Your instructions » Starting from the line that contains "the burger top", reproduce each line exactly through the end of the material, and include no other lines.
[start Available data]
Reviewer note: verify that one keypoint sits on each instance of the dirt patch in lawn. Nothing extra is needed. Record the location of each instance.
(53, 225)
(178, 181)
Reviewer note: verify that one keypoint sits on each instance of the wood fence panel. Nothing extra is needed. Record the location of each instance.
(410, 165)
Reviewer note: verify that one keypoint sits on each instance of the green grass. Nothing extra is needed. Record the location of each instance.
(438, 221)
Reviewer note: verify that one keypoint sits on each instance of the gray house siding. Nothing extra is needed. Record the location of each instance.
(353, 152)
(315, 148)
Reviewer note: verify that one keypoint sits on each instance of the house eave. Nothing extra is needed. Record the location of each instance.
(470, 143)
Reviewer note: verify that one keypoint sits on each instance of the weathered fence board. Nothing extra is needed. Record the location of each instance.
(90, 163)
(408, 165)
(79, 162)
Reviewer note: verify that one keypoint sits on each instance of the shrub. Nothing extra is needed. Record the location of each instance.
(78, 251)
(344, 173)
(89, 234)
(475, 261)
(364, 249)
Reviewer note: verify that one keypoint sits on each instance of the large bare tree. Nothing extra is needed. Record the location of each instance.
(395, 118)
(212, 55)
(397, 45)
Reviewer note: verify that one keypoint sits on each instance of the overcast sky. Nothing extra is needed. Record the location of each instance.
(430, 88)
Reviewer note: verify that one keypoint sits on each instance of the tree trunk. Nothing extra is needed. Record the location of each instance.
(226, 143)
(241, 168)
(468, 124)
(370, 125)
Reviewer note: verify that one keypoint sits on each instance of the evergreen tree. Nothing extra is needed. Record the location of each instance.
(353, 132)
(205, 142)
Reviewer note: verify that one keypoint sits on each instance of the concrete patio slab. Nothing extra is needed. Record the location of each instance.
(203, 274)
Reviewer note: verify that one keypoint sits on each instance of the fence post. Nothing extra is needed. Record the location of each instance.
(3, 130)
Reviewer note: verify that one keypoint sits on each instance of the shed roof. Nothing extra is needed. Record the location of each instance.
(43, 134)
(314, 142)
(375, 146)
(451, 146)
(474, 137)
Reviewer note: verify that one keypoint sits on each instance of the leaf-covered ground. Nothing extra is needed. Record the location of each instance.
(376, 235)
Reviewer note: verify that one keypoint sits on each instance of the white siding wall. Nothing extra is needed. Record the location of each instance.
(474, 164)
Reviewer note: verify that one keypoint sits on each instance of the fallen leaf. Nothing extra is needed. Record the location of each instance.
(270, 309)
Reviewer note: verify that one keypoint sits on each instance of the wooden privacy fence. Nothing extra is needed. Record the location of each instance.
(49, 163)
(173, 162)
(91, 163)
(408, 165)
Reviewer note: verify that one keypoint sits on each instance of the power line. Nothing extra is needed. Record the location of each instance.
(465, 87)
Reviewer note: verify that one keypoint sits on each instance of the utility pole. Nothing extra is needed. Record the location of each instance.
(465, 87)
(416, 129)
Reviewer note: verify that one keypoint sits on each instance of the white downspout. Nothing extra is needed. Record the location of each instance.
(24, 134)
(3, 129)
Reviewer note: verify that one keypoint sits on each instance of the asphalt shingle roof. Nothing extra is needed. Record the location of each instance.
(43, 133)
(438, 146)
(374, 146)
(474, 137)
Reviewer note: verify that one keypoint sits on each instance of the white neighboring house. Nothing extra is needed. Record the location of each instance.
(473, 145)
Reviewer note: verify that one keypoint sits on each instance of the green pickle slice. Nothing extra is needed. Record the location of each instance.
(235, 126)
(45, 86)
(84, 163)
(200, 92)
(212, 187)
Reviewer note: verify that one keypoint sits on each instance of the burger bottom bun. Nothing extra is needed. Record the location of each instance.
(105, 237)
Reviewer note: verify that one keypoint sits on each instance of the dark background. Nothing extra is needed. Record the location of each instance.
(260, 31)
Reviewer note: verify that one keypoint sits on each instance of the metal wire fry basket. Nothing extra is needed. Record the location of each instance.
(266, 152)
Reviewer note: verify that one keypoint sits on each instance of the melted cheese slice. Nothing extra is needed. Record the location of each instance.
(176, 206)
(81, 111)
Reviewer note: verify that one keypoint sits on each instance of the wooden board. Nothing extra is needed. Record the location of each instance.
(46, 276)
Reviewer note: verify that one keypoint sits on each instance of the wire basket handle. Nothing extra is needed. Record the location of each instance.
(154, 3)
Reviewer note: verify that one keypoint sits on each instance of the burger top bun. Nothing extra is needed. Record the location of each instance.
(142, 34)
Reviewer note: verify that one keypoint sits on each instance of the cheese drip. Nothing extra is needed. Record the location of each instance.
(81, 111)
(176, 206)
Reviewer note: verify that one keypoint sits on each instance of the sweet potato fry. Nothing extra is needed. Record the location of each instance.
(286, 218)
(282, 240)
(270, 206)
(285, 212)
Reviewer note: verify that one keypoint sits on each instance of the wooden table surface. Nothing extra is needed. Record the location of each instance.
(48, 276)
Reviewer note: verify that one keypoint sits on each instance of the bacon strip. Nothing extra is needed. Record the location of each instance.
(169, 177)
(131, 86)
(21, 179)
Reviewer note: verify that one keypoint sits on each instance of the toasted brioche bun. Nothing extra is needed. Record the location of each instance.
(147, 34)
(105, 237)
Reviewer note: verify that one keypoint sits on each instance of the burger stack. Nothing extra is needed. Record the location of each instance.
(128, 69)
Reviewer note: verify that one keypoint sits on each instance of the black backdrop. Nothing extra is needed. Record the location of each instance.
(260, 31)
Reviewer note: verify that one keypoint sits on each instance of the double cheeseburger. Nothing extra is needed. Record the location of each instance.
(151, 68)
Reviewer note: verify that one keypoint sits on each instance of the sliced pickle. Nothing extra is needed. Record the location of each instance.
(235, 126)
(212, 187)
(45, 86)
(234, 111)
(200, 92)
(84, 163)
[end Available data]
Response »
Reviewer note: verify that one keypoint sits on each instance of the burger top bun. Nothing extra is needed. Record the location of each instance.
(142, 34)
Reviewer note: verify that one keypoint sits on each instance of the cheese drip. Nothing extra is needed. Record the location of each instance.
(81, 111)
(176, 206)
Reviewer note: verify that one keypoint sits on each instance of the sweet potato fry. Nothing extra is needed. Record the location of each instance.
(286, 218)
(282, 240)
(270, 206)
(285, 212)
Reviewer note: verify that one keypoint sits on each instance of the wooden table surface. Nothing extra is needed. Record the location of each instance.
(48, 276)
Reviewer note: verify that one keypoint sits on each instance of the bacon strip. Nothing extra is needed. Record the location of each instance.
(169, 177)
(131, 86)
(21, 179)
Reviewer note: verify that one keypoint sits on each instance of the toasted brioche bun. Nothing extra is needed. Record the location of each instance.
(147, 34)
(105, 237)
Reviewer note: verify that one keypoint sits on each instance of the burger stack. Nothing extra is needed. Record the location of each instance.
(128, 69)
Reviewer note: verify that one keypoint sits on each instance of the black backdrop. Nothing extra is needed. Record the location of each instance.
(260, 31)
Reviewer note: verify that one keypoint sits on each instance of the double cheeseburger. Nothing extra is needed. Record the location of each instance.
(151, 68)
Reviewer note: verify that one keypoint sits on each instance of the sliced pickle. Nothing extra is needed. Record the location of each instance.
(235, 126)
(212, 187)
(45, 86)
(234, 111)
(200, 92)
(84, 163)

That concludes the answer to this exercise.